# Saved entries
————

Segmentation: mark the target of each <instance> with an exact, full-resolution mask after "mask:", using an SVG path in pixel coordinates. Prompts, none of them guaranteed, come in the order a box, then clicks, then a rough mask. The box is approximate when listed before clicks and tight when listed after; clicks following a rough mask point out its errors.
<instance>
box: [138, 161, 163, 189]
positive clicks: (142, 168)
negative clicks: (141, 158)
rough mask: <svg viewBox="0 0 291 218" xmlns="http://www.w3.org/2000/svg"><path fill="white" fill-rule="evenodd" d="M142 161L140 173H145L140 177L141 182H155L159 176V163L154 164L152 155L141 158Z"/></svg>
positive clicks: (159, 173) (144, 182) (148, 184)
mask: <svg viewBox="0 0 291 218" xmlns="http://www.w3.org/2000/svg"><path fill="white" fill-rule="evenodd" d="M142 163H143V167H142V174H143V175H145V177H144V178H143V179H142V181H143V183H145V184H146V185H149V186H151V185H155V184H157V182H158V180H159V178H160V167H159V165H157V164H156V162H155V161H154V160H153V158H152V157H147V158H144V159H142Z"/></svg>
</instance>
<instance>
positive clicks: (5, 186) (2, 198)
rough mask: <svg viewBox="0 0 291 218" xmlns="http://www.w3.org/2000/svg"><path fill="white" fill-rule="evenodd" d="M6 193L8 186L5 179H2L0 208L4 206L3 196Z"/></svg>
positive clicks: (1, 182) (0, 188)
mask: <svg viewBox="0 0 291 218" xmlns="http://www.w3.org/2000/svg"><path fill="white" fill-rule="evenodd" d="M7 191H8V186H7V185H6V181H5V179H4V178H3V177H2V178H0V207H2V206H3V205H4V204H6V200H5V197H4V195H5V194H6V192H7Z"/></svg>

————

# Requirement
Please report only the number of lines above that include "instance".

# Answer box
4